═══ Records for the exercise

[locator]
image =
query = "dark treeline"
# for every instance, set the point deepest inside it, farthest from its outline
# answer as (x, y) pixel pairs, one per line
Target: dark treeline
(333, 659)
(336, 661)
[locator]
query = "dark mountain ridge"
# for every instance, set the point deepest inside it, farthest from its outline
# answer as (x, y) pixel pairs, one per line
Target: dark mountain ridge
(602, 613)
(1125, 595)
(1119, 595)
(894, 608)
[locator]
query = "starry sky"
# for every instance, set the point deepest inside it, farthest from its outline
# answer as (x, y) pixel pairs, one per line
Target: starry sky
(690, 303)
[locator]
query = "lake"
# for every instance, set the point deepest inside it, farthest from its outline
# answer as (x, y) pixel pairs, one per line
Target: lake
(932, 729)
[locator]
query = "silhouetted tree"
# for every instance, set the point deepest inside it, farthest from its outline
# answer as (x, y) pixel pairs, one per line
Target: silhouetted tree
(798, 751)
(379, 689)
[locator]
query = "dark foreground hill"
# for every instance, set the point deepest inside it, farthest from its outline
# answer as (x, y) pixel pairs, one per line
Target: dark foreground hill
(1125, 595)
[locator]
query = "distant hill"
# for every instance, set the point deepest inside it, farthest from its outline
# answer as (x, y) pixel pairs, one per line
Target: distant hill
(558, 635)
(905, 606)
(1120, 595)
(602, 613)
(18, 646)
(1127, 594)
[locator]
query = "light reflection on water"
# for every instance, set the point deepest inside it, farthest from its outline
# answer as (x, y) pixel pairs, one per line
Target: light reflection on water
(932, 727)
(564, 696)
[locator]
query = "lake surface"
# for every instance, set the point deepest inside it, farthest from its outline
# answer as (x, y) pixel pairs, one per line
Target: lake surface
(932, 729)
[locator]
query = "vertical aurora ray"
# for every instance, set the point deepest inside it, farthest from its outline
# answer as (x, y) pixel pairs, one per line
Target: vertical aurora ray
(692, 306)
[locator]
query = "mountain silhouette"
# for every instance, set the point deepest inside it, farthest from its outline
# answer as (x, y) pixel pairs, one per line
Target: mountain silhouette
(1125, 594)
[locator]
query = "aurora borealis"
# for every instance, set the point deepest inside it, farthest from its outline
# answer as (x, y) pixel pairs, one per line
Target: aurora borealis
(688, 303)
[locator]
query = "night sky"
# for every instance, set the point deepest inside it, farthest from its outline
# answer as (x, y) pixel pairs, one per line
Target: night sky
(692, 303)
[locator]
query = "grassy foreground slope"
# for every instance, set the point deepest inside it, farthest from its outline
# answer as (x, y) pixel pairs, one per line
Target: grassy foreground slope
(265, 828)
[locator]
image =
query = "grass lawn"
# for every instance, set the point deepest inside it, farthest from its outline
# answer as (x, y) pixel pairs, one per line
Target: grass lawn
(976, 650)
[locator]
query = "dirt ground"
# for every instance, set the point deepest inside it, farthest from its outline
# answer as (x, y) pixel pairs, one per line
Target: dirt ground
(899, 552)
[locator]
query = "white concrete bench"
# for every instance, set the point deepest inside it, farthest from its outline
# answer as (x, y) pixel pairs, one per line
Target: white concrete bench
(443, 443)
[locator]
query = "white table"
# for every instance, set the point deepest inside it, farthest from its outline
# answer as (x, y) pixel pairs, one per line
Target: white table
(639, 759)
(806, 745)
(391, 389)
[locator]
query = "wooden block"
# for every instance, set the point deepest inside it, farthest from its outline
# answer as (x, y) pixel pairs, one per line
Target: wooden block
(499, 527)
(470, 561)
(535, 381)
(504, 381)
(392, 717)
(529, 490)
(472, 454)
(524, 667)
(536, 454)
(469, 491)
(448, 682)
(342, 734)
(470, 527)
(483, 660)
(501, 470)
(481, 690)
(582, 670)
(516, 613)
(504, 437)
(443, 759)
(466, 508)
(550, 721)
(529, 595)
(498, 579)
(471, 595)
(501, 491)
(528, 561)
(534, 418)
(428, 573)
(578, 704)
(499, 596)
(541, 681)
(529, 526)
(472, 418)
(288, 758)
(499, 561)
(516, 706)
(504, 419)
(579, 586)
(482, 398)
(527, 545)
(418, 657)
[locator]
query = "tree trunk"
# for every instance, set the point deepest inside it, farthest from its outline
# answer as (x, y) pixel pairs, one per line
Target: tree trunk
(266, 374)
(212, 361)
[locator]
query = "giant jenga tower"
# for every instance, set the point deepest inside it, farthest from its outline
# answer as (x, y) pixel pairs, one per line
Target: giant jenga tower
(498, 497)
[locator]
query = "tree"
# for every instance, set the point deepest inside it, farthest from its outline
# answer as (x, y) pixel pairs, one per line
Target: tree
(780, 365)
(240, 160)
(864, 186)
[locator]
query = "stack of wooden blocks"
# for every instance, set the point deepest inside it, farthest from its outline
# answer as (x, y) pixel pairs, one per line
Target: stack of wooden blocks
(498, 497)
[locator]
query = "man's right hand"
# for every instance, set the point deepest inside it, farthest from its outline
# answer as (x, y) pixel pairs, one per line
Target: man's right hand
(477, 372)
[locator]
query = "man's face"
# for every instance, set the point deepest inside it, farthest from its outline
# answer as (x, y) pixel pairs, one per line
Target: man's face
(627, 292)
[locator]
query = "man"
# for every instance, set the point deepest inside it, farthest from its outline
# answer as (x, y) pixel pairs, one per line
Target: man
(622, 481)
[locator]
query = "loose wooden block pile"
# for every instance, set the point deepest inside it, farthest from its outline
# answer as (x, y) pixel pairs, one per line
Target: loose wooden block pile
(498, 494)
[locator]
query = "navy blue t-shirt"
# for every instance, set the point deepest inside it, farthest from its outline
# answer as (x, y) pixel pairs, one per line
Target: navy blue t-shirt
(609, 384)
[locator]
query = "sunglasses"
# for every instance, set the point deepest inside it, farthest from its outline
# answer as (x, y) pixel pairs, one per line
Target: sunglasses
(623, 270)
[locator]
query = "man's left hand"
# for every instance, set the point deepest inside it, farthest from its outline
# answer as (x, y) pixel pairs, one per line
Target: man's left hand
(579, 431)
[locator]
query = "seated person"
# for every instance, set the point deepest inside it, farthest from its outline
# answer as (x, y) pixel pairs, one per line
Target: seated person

══════

**Stated exercise:**
All of the entries above must be quoted exactly.

**Written solution:**
[locator]
image =
query = "dark treeline"
# for every instance, set the point deepest inside it, farthest from its outline
# answer as (x, y) pixel pairs, one per line
Target: dark treeline
(333, 659)
(336, 661)
[locator]
query = "dark mountain ridge"
# for every instance, set the point deepest inside it, farthest from its outline
# answer as (x, y) pixel pairs, one per line
Target: dark mountain ridge
(602, 613)
(1125, 595)
(1119, 595)
(894, 608)
[locator]
query = "starry sky"
# for every instance, set the point deepest inside it, farthest from its outline
# answer as (x, y) pixel pairs, one per line
Target: starry sky
(690, 303)
[locator]
query = "lake"
# for every instance, set the point deepest inside it, farthest from its outline
# answer as (x, y) pixel pairs, one per line
Target: lake
(932, 729)
[locator]
query = "silhouetted tree"
# for every instance, set the point deepest inside it, farthest from its outline
# answer as (x, y) pixel pairs, one per line
Target: silhouetted tree
(798, 751)
(379, 689)
[locator]
query = "dark foreground hill"
# for every instance, set the point deepest inside it, farthest from its outline
# answer as (x, y) pixel pairs, one per line
Target: dark foreground hill
(1125, 595)
[locator]
query = "distant hill"
# for every instance, set the point deepest inside it, farthest from its outline
# answer as (x, y) pixel pairs, one per line
Target: distant hill
(558, 635)
(905, 606)
(1120, 595)
(602, 613)
(18, 646)
(1127, 594)
[locator]
query = "light reflection on water"
# for every instance, set the point deepest inside it, farthest from its outline
# answer as (x, y) pixel pairs, one per line
Target: light reflection on water
(932, 727)
(564, 696)
[locator]
query = "lake surface"
# for every instance, set the point deepest inside it, farthest from its outline
# answer as (x, y) pixel pairs, one per line
Target: lake surface
(932, 729)
[locator]
query = "vertical aurora ray"
# for every instance, set the point deepest inside it, farthest from its outline
# answer as (x, y) pixel pairs, one per line
Target: vertical aurora ray
(692, 306)
[locator]
query = "mountain silhouette"
# for every instance, set the point deepest inside it, farthest from its outline
# answer as (x, y) pixel pairs, one per line
Target: mountain silhouette
(1125, 594)
[locator]
query = "aurora borealis"
# for every instance, set the point deepest inside it, farthest from its outline
# answer as (x, y) pixel pairs, one per line
Target: aurora borealis
(688, 303)
[locator]
query = "night sky"
# for every instance, set the point deepest inside it, farthest from its outline
# answer as (x, y) pixel pairs, one per line
Target: night sky
(692, 303)
[locator]
query = "grassy foreground slope"
# for every instance, set the point deepest inside it, farthest from its outline
# answer as (x, y) pixel pairs, one per line
Target: grassy foreground slope
(265, 828)
[locator]
image =
query = "grass lawn"
# for every instance, set the point deepest inside it, farthest from its outline
# answer as (x, y) pixel pairs, one per line
Target: grass lawn
(976, 650)
[locator]
query = "dirt ground"
# for every instance, set the point deepest inside it, farthest from its outline
# answer as (x, y) pixel pairs, one per line
Target: dirt ground
(899, 552)
[locator]
query = "white concrete bench"
# for every instance, set the point deepest inside it, farthest from its outline
# answer as (x, y) pixel pairs, one per line
Target: white concrete bench
(443, 443)
[locator]
query = "white table"
# for every instance, set the point deepest inside it, farthest from its outline
# answer as (x, y) pixel pairs, one per line
Target: white table
(639, 759)
(806, 745)
(391, 389)
[locator]
query = "wooden block"
# for every instance, set the point deepest inside it, farthest from its outline
# answer as (x, y) pixel pairs, one per line
Target: wooden block
(499, 527)
(470, 561)
(535, 381)
(504, 381)
(392, 717)
(529, 490)
(472, 454)
(524, 667)
(536, 454)
(469, 491)
(448, 682)
(342, 734)
(470, 527)
(483, 660)
(501, 470)
(481, 690)
(582, 670)
(516, 613)
(504, 437)
(443, 759)
(466, 508)
(550, 721)
(529, 595)
(498, 579)
(471, 595)
(501, 491)
(528, 561)
(534, 418)
(428, 573)
(578, 704)
(499, 596)
(541, 681)
(529, 526)
(472, 418)
(288, 758)
(499, 561)
(516, 706)
(504, 419)
(579, 586)
(482, 398)
(527, 545)
(418, 657)
[locator]
query = "tree trunk"
# for every instance, set the point deepest inside it, farthest from its outline
# answer as (x, y) pixel pairs, one per line
Target: tree trunk
(266, 374)
(212, 361)
[locator]
query = "giant jenga tower"
# for every instance, set the point deepest inside it, farthest from its outline
# answer as (x, y) pixel pairs, one per line
Target: giant jenga tower
(498, 497)
[locator]
query = "tree"
# for every instance, set the point deepest inside it, farthest from its outline
# answer as (x, y) pixel pairs, one per line
Target: tree
(780, 365)
(240, 160)
(864, 186)
[locator]
query = "stack of wooden blocks"
# for every instance, set the point deepest inside it, farthest from its outline
# answer as (x, y) pixel pairs, one per line
Target: stack of wooden blocks
(498, 497)
[locator]
query = "man's right hand"
# for every instance, set the point deepest inside it, farthest from its outline
# answer as (x, y) pixel pairs, one per line
Target: man's right hand
(477, 372)
[locator]
query = "man's face"
# for every instance, set the point deepest inside it, farthest from its outline
# answer as (x, y) pixel pairs, one per line
Target: man's face
(627, 292)
[locator]
query = "man"
# for every instance, set the point deepest inside it, farthest from its outline
# answer as (x, y) pixel pairs, one per line
Target: man
(622, 481)
[locator]
query = "loose wooden block pile"
# for every instance, set the point deepest inside it, farthest from its outline
# answer as (x, y) pixel pairs, one per line
Target: loose wooden block pile
(498, 494)
[locator]
query = "navy blue t-shirt"
# for every instance, set the point deepest inside it, farthest from its outline
# answer as (x, y) pixel pairs, one per line
Target: navy blue t-shirt
(609, 384)
[locator]
query = "sunglasses"
# for every instance, set the point deepest inside it, farthest from its outline
# answer as (x, y) pixel pairs, one per line
Target: sunglasses
(623, 270)
[locator]
query = "man's left hand"
# for every instance, set the point deepest inside it, farthest from its outline
# answer as (x, y) pixel pairs, one per line
Target: man's left hand
(579, 431)
[locator]
query = "seated person"
# for every instance, set the point deepest inside it, farthest from its outline
# answer as (x, y) pixel pairs, one per line
Target: seated person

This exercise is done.